DOCUMENT SEGMENT:
┌──

Although various approaches of prediction with machine learning and stochastic algorithms are suggested, conventional prediction methods have limitations of performance over short-term PV power output with only consideration of forecasted weather data [16] and misses a few important variables. For example, a variable that records whether the sun has risen or not is a very important variable in predicting PV power output, but traditional models do not take this into account.
The proposed model proposes a hierarchical probability model that interprets unobserved (but important) variables as latent variables. We propose an algorithm that iteratively predicts latent variable and PV power out from given data. Figure 1 is a diagram devised to differentiate between the proposed method and the existing approaches.
The paper’s organization is illustrated as follows. Section 2 introduces the system description and the framework’s prediction models. Section 3 will explore how the proposed model of the EM algorithm is characterized. Section 4 will be a discussion of the prediction performances of various machine learning models and proposed algorithms. Section 5 will include the conclusion.

2. Backgrounds

2.1. PV Generation System

The office buildings with rooftop PV systems in South Korea are operated in micro energy grid (MEG) with other renewable energy resources and energy storage systems (ESS). The geographical location of the buildings is latitude 37°31 N and longitude 127°14 E. The nominal power output capacity of the PV system is 50 kW which consists of 20 parallel strings of 10 series modules with a capacity of 250 W for each as shown in Figure 2. Each PV panel is positioned east of south-facing with an angle of 20 degrees from the roofline.

└──

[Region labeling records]
┌──

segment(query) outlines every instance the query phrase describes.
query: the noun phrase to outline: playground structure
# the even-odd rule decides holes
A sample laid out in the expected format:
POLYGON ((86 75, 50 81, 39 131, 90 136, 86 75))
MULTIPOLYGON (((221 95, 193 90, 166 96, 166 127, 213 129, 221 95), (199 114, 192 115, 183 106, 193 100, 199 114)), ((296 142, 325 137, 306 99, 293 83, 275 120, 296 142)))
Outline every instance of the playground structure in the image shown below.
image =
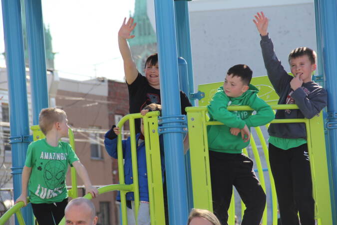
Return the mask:
MULTIPOLYGON (((28 40, 29 68, 32 86, 33 122, 34 124, 37 124, 38 112, 41 108, 48 106, 41 2, 40 0, 25 0, 25 2, 28 40)), ((210 208, 210 206, 211 206, 210 202, 211 198, 210 200, 209 194, 208 196, 206 196, 205 198, 205 198, 205 202, 203 200, 200 202, 196 202, 199 200, 199 197, 198 198, 193 198, 193 196, 196 194, 195 192, 200 190, 199 185, 201 184, 198 184, 197 188, 195 188, 195 184, 194 184, 194 183, 196 178, 193 176, 194 174, 193 165, 192 164, 190 164, 190 152, 184 156, 182 146, 183 133, 186 132, 187 128, 186 125, 184 125, 186 121, 185 118, 180 115, 180 104, 178 104, 180 102, 179 90, 180 88, 185 92, 189 94, 190 96, 192 98, 191 102, 193 102, 193 98, 198 96, 198 94, 194 94, 193 88, 188 2, 186 0, 173 2, 171 0, 156 0, 155 3, 158 55, 160 64, 161 101, 163 105, 163 116, 160 119, 162 127, 159 129, 159 132, 163 134, 164 139, 169 215, 170 224, 186 224, 188 212, 192 207, 212 209, 210 208), (186 61, 183 59, 178 58, 178 56, 182 57, 186 61), (169 95, 168 90, 170 90, 169 95), (192 173, 190 172, 189 168, 192 168, 192 173), (208 206, 203 206, 202 204, 208 204, 208 206)), ((2 4, 8 90, 10 96, 10 133, 12 136, 10 139, 12 144, 13 165, 12 170, 14 190, 14 198, 16 198, 21 190, 21 172, 24 162, 27 146, 29 142, 29 134, 28 126, 23 42, 21 32, 20 0, 2 0, 2 4)), ((335 198, 336 191, 337 191, 337 188, 336 188, 337 178, 336 177, 337 176, 336 172, 337 170, 337 151, 336 150, 337 150, 336 149, 337 148, 337 92, 334 90, 335 86, 337 84, 337 78, 336 77, 336 74, 337 74, 337 65, 336 64, 336 62, 337 62, 337 45, 336 43, 337 34, 335 31, 337 28, 337 2, 334 0, 316 0, 315 4, 318 53, 319 56, 321 56, 319 58, 320 70, 320 71, 319 71, 319 74, 324 78, 323 80, 325 82, 324 86, 328 92, 328 106, 326 114, 327 116, 326 118, 327 120, 326 127, 327 131, 327 154, 325 158, 319 160, 326 162, 326 168, 321 168, 322 170, 320 170, 315 164, 313 165, 317 158, 316 158, 316 157, 325 154, 322 154, 322 152, 324 150, 322 148, 324 144, 324 140, 322 138, 321 138, 320 142, 317 142, 318 140, 312 138, 311 142, 313 148, 311 150, 310 150, 310 152, 311 154, 311 156, 313 155, 314 158, 311 162, 312 170, 314 171, 313 174, 316 173, 316 175, 317 175, 318 173, 321 173, 319 176, 316 176, 315 179, 321 178, 321 176, 325 177, 327 179, 329 178, 329 179, 326 180, 324 182, 320 184, 325 186, 325 188, 328 188, 328 192, 326 189, 323 190, 320 189, 322 187, 319 188, 317 186, 315 186, 316 189, 314 189, 316 190, 315 192, 316 196, 315 195, 314 196, 316 197, 318 206, 316 214, 319 218, 319 222, 324 225, 329 225, 336 224, 336 218, 337 214, 336 208, 337 200, 335 198), (317 144, 319 146, 319 148, 316 146, 317 144), (316 150, 317 152, 316 152, 316 150), (316 152, 318 153, 315 154, 316 152), (315 171, 317 172, 315 172, 315 171), (322 172, 324 176, 321 176, 322 172), (324 208, 323 210, 320 210, 320 208, 320 208, 321 204, 322 205, 325 204, 325 207, 328 208, 324 208), (327 204, 329 206, 327 206, 327 204), (327 211, 328 212, 327 212, 327 211), (330 213, 330 214, 324 214, 325 212, 330 213), (328 220, 328 222, 325 222, 323 220, 328 220)), ((194 104, 194 102, 192 104, 194 104)), ((276 106, 274 108, 281 108, 280 107, 282 106, 276 106)), ((287 107, 289 108, 290 106, 288 106, 287 107)), ((201 121, 204 121, 205 120, 205 115, 203 114, 205 113, 205 110, 203 108, 197 108, 197 110, 200 110, 199 112, 195 111, 196 114, 199 114, 198 116, 200 118, 200 120, 196 120, 195 122, 200 123, 198 126, 204 126, 204 128, 200 129, 200 130, 205 131, 204 127, 206 126, 207 122, 204 120, 204 122, 202 124, 201 121)), ((240 108, 235 110, 239 110, 240 108)), ((191 114, 194 112, 194 110, 191 110, 190 111, 189 109, 188 110, 187 118, 189 132, 191 133, 194 130, 195 130, 192 129, 191 126, 196 125, 192 124, 190 121, 190 118, 192 118, 190 117, 191 114)), ((156 118, 155 116, 152 115, 154 116, 154 120, 156 120, 156 118)), ((194 116, 193 116, 194 118, 194 116)), ((307 128, 308 126, 311 126, 312 122, 314 124, 316 123, 315 128, 311 126, 311 129, 307 129, 307 130, 311 130, 312 132, 318 132, 320 130, 321 136, 312 134, 311 136, 313 137, 316 135, 316 138, 322 137, 323 134, 322 114, 320 116, 315 117, 312 120, 303 120, 301 122, 305 122, 307 124, 307 128), (320 120, 321 120, 320 121, 320 120)), ((296 122, 299 122, 299 121, 296 122)), ((152 122, 153 123, 152 125, 156 124, 154 121, 152 122)), ((130 126, 132 127, 132 126, 130 126)), ((155 134, 156 132, 155 130, 157 130, 156 128, 152 130, 154 130, 155 134)), ((147 130, 148 132, 150 130, 147 130)), ((193 140, 190 141, 190 142, 195 141, 196 142, 197 140, 202 140, 201 138, 204 137, 205 132, 202 134, 198 135, 196 136, 198 138, 193 140, 190 136, 191 140, 193 140)), ((155 144, 155 143, 153 143, 152 140, 155 139, 153 138, 155 138, 153 137, 153 138, 150 139, 151 141, 147 142, 151 143, 151 144, 155 144)), ((308 140, 308 144, 310 142, 308 140)), ((191 162, 193 162, 194 157, 192 152, 194 152, 194 147, 192 146, 191 144, 190 151, 191 162)), ((199 147, 200 148, 200 146, 207 146, 207 144, 204 144, 202 146, 199 146, 199 147)), ((205 152, 207 153, 207 151, 205 152)), ((207 154, 205 156, 207 158, 207 154)), ((207 164, 207 162, 206 164, 207 164)), ((134 165, 133 169, 134 172, 135 172, 134 169, 136 170, 136 165, 134 165)), ((148 170, 149 170, 148 167, 148 170)), ((206 168, 205 170, 207 171, 206 168)), ((149 170, 149 171, 150 170, 149 170)), ((204 176, 207 176, 207 174, 205 174, 204 176)), ((159 178, 154 176, 153 180, 155 182, 159 178)), ((119 184, 118 188, 116 188, 116 186, 115 186, 115 188, 121 190, 122 193, 133 190, 136 196, 136 187, 122 186, 121 186, 123 185, 122 179, 123 179, 123 176, 121 176, 120 174, 121 184, 119 184), (121 178, 122 177, 123 178, 121 178)), ((149 180, 151 180, 149 178, 149 180)), ((161 182, 161 180, 159 180, 161 182)), ((315 180, 317 184, 318 182, 316 180, 315 180)), ((135 184, 136 183, 135 182, 135 184)), ((315 182, 314 184, 315 184, 315 182)), ((136 186, 136 184, 134 186, 136 186)), ((157 193, 158 192, 160 192, 160 188, 159 186, 155 185, 153 186, 155 187, 154 193, 157 193), (158 188, 159 190, 156 188, 158 188)), ((109 188, 104 188, 100 190, 100 194, 104 192, 103 189, 104 191, 106 191, 109 188)), ((209 188, 208 190, 209 190, 209 188)), ((161 201, 160 194, 158 194, 159 197, 153 197, 155 198, 152 201, 153 204, 156 202, 156 200, 158 200, 159 203, 158 204, 160 204, 161 201)), ((205 196, 206 194, 203 192, 202 194, 203 196, 205 196)), ((199 195, 198 196, 199 196, 199 195)), ((17 204, 14 207, 16 207, 15 208, 17 210, 21 206, 17 204)), ((123 210, 123 207, 122 208, 122 210, 123 210)), ((155 208, 157 208, 157 206, 155 208)), ((22 218, 24 219, 25 224, 33 224, 31 210, 29 207, 23 208, 22 211, 22 218)), ((154 218, 152 218, 153 216, 156 215, 156 218, 157 218, 157 214, 160 215, 160 214, 157 214, 157 212, 158 214, 162 213, 162 210, 161 210, 162 212, 160 212, 160 209, 158 210, 158 212, 151 211, 151 219, 154 219, 154 218)), ((162 214, 161 216, 158 216, 157 219, 162 220, 162 214)), ((20 219, 18 220, 19 220, 20 219)), ((123 221, 125 224, 125 220, 123 221)), ((155 220, 153 224, 156 224, 156 222, 158 222, 155 220)), ((265 224, 266 222, 264 221, 264 222, 265 222, 264 224, 265 224)), ((273 222, 274 222, 274 220, 273 222)))

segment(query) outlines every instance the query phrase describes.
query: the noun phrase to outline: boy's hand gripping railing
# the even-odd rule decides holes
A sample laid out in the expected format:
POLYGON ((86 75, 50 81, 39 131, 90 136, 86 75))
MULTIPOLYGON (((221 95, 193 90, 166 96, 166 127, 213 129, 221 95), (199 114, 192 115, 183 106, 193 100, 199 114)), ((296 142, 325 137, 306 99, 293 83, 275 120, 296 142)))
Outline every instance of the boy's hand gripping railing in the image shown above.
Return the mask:
MULTIPOLYGON (((273 110, 299 108, 296 104, 276 105, 271 106, 273 110)), ((228 109, 229 110, 253 110, 247 106, 230 106, 228 109)), ((220 125, 222 124, 217 122, 209 122, 207 121, 206 114, 207 110, 206 107, 188 108, 186 108, 186 111, 188 112, 189 135, 190 139, 193 140, 193 142, 190 142, 190 143, 192 184, 194 187, 198 187, 197 188, 193 188, 193 195, 195 196, 194 206, 213 210, 207 126, 220 125), (202 138, 200 138, 200 136, 202 138), (205 164, 201 165, 200 162, 205 162, 205 164), (198 174, 198 176, 196 176, 195 174, 198 174), (196 198, 195 196, 197 196, 198 198, 196 198)), ((322 112, 319 115, 318 114, 317 116, 315 116, 311 120, 306 118, 274 120, 271 122, 303 122, 305 124, 313 182, 313 196, 315 199, 317 207, 316 218, 319 222, 319 224, 332 224, 328 166, 326 152, 324 148, 325 144, 322 112), (319 173, 319 176, 318 176, 319 173)), ((270 170, 268 148, 260 128, 256 128, 256 130, 261 140, 269 172, 273 202, 273 224, 276 225, 277 224, 277 198, 274 180, 270 170)), ((252 136, 251 138, 252 140, 251 144, 253 146, 255 142, 252 136)), ((263 174, 262 172, 261 162, 259 162, 260 160, 256 160, 257 158, 259 158, 258 152, 255 148, 252 148, 252 150, 256 158, 260 182, 265 190, 265 184, 263 184, 264 182, 264 178, 262 178, 261 176, 263 174)), ((230 214, 232 214, 232 216, 230 216, 230 219, 233 220, 232 221, 229 219, 230 224, 234 224, 235 213, 234 204, 231 205, 231 208, 232 212, 230 212, 230 209, 229 212, 230 214)), ((263 224, 266 224, 267 215, 265 212, 263 218, 263 224)))

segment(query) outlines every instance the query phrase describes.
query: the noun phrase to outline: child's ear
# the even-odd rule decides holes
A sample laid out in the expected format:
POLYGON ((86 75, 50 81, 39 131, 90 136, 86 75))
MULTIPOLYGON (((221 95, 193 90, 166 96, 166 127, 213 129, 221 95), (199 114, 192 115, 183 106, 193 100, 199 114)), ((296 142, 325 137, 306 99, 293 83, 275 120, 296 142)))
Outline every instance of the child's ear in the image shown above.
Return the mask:
POLYGON ((317 64, 312 64, 311 65, 312 71, 314 72, 316 70, 317 68, 317 64))
POLYGON ((249 89, 249 86, 248 85, 245 84, 242 87, 242 92, 244 93, 246 92, 247 92, 248 90, 248 89, 249 89))

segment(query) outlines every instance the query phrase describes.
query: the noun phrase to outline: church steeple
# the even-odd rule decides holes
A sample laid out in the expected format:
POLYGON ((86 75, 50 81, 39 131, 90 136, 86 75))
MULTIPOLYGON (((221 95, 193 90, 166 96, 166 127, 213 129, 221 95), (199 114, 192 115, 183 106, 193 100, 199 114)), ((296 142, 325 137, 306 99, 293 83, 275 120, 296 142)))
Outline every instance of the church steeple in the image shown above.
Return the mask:
POLYGON ((157 52, 157 37, 147 16, 146 0, 135 0, 135 11, 132 16, 137 26, 132 34, 134 38, 128 40, 132 58, 141 72, 144 71, 147 57, 157 52))
POLYGON ((132 16, 137 22, 133 31, 136 38, 129 40, 130 46, 155 44, 157 42, 156 34, 147 16, 146 0, 135 0, 135 10, 132 16))

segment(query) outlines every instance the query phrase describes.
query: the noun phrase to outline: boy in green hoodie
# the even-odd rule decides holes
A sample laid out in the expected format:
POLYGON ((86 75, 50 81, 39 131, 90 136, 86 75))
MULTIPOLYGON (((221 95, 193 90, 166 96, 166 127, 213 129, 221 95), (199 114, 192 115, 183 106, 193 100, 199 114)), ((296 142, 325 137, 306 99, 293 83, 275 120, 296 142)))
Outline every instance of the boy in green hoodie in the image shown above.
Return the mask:
POLYGON ((253 161, 242 152, 249 144, 250 128, 274 118, 272 108, 258 96, 258 88, 250 84, 252 74, 247 65, 231 68, 223 86, 207 106, 210 121, 224 124, 210 126, 207 130, 213 210, 223 224, 228 224, 233 185, 246 204, 242 225, 259 224, 266 206, 266 194, 253 169, 253 161), (256 114, 230 112, 230 106, 248 106, 256 114))

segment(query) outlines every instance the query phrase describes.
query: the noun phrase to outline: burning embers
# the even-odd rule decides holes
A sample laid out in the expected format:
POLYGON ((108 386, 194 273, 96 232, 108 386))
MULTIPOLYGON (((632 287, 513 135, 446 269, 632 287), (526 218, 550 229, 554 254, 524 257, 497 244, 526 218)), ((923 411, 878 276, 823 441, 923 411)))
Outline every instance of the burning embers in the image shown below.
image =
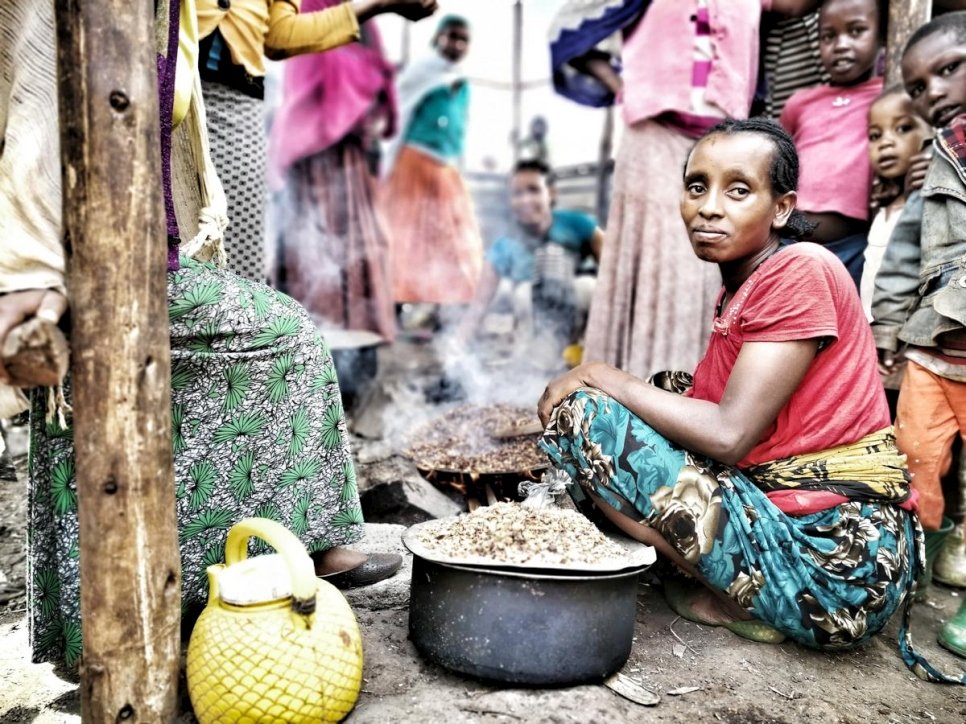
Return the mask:
POLYGON ((624 548, 580 513, 519 503, 497 503, 434 521, 421 528, 418 539, 439 556, 503 564, 579 567, 627 559, 624 548))
POLYGON ((416 466, 483 475, 526 472, 547 466, 537 435, 496 438, 494 430, 526 429, 532 409, 496 404, 463 405, 418 428, 406 450, 416 466))

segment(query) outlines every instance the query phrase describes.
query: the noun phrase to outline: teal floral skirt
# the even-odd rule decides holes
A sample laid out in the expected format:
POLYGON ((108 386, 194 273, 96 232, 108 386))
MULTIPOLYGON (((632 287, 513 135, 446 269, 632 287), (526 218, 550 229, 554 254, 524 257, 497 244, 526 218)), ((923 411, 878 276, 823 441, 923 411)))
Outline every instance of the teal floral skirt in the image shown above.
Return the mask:
MULTIPOLYGON (((207 597, 238 520, 261 516, 311 550, 358 540, 356 490, 335 367, 290 297, 185 258, 168 274, 171 422, 182 593, 207 597)), ((69 387, 67 390, 69 396, 69 387)), ((31 412, 28 607, 34 661, 81 653, 73 431, 31 412)), ((253 544, 254 545, 254 544, 253 544)))
POLYGON ((864 641, 914 586, 911 513, 850 501, 787 515, 738 468, 677 447, 599 391, 568 397, 540 444, 582 488, 656 530, 711 586, 806 646, 864 641))

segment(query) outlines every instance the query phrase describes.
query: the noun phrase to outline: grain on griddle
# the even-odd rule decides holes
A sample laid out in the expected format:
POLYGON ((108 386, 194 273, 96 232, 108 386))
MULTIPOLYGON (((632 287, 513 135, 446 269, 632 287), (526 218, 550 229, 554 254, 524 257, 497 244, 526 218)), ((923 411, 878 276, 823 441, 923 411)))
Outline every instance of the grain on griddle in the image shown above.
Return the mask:
POLYGON ((489 434, 523 427, 535 417, 532 409, 512 405, 462 405, 418 428, 406 454, 431 470, 503 473, 546 466, 537 435, 497 439, 489 434))
POLYGON ((485 558, 494 563, 597 565, 623 560, 627 552, 573 510, 496 503, 469 515, 427 525, 416 536, 448 558, 485 558))

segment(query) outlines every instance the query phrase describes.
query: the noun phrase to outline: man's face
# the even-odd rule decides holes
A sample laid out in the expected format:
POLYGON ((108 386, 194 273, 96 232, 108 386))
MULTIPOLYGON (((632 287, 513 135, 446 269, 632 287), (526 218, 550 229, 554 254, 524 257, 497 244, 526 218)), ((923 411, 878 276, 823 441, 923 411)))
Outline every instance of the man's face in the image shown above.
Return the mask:
POLYGON ((459 63, 470 47, 470 29, 465 25, 447 25, 436 36, 436 49, 451 63, 459 63))
POLYGON ((510 208, 517 223, 532 234, 543 234, 553 220, 553 189, 539 171, 517 171, 510 179, 510 208))

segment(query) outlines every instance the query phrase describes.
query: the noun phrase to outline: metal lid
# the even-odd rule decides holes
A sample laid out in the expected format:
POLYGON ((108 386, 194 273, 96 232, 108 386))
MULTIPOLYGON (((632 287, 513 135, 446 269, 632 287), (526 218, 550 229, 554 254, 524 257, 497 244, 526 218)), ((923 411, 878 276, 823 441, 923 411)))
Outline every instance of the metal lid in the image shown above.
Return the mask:
POLYGON ((292 578, 285 559, 277 553, 246 558, 218 571, 221 600, 253 606, 292 597, 292 578))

└──

EXERCISES:
A – Please retype the excerpt on PV power prediction in full, word for word.
B – Pick out each line of the records that contains the word "gripping".

SOLUTIONS TO EACH TASK:
A –
Although various approaches of prediction with machine learning and stochastic algorithms are suggested, conventional prediction methods have limitations of performance over short-term PV power output with only consideration of forecasted weather data [16] and misses a few important variables. For example, a variable that records whether the sun has risen or not is a very important variable in predicting PV power output, but traditional models do not take this into account.
The proposed model proposes a hierarchical probability model that interprets unobserved (but important) variables as latent variables. We propose an algorithm that iteratively predicts latent variable and PV power out from given data. Figure 1 is a diagram devised to differentiate between the proposed method and the existing approaches.
The paper’s organization is illustrated as follows. Section 2 introduces the system description and the framework’s prediction models. Section 3 will explore how the proposed model of the EM algorithm is characterized. Section 4 will be a discussion of the prediction performances of various machine learning models and proposed algorithms. Section 5 will include the conclusion.

2. Backgrounds

2.1. PV Generation System

The office buildings with rooftop PV systems in South Korea are operated in micro energy grid (MEG) with other renewable energy resources and energy storage systems (ESS). The geographical location of the buildings is latitude 37°31 N and longitude 127°14 E. The nominal power output capacity of the PV system is 50 kW which consists of 20 parallel strings of 10 series modules with a capacity of 250 W for each as shown in Figure 2. Each PV panel is positioned east of south-facing with an angle of 20 degrees from the roofline.

B –
query: the noun phrase to outline: boy's hand gripping railing
Outline every instance of the boy's hand gripping railing in the image shown above.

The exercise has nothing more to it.